• _EXERCISE DETAILS_: Read the lines below. Copy out any that hold the string "folding".

• _MATERIAL FOR THIS EXERCISE_:

—————

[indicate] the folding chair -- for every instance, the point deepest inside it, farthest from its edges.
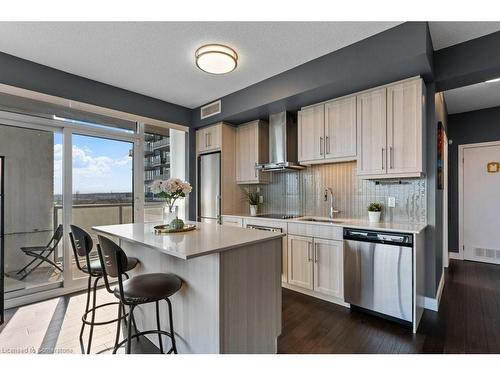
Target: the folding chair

—————

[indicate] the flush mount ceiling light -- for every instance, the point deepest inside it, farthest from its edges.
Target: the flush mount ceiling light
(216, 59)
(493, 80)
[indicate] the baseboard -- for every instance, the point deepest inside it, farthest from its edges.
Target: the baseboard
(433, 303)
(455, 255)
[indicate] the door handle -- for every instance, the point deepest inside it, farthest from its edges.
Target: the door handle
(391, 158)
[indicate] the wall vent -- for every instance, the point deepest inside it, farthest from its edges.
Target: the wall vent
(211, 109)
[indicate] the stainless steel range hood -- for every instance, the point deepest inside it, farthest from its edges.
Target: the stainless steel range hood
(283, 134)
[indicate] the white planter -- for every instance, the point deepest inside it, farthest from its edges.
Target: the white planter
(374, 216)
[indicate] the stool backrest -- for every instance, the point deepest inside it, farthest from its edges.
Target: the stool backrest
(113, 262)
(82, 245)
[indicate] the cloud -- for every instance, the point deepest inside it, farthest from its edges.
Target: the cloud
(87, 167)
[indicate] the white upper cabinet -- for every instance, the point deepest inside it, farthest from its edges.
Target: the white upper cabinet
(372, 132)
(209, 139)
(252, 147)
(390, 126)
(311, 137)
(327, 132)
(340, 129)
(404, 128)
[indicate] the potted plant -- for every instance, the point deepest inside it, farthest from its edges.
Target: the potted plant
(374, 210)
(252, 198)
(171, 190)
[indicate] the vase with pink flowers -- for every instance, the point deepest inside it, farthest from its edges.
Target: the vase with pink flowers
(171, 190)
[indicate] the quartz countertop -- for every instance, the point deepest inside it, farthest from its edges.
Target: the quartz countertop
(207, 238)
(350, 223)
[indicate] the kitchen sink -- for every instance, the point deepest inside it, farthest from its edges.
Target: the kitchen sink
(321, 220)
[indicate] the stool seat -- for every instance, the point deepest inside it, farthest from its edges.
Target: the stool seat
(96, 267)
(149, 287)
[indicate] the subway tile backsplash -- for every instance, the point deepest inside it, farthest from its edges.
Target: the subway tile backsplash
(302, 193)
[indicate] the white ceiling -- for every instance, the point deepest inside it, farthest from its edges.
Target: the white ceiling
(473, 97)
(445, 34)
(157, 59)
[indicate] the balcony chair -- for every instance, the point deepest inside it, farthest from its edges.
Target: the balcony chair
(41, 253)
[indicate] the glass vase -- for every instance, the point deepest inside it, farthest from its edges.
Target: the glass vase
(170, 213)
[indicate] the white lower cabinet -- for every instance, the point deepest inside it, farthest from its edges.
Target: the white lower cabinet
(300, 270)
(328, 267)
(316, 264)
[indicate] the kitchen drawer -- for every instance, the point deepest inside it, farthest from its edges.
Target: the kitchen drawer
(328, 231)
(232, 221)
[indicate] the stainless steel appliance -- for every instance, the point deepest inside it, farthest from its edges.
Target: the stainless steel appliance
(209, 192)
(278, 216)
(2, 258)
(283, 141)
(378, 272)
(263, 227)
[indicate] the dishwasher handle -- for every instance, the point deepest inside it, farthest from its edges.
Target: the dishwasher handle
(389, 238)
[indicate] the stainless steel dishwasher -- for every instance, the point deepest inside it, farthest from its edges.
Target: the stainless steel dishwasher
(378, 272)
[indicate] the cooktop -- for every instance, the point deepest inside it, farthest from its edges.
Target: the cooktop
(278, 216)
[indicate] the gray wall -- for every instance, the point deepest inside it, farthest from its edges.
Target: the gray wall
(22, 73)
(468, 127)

—————

• _OUTPUT BELOW_:
[indicate] the folding chair -- for every instance, the point deepest inside it, farthest from its edges.
Target: the folding chair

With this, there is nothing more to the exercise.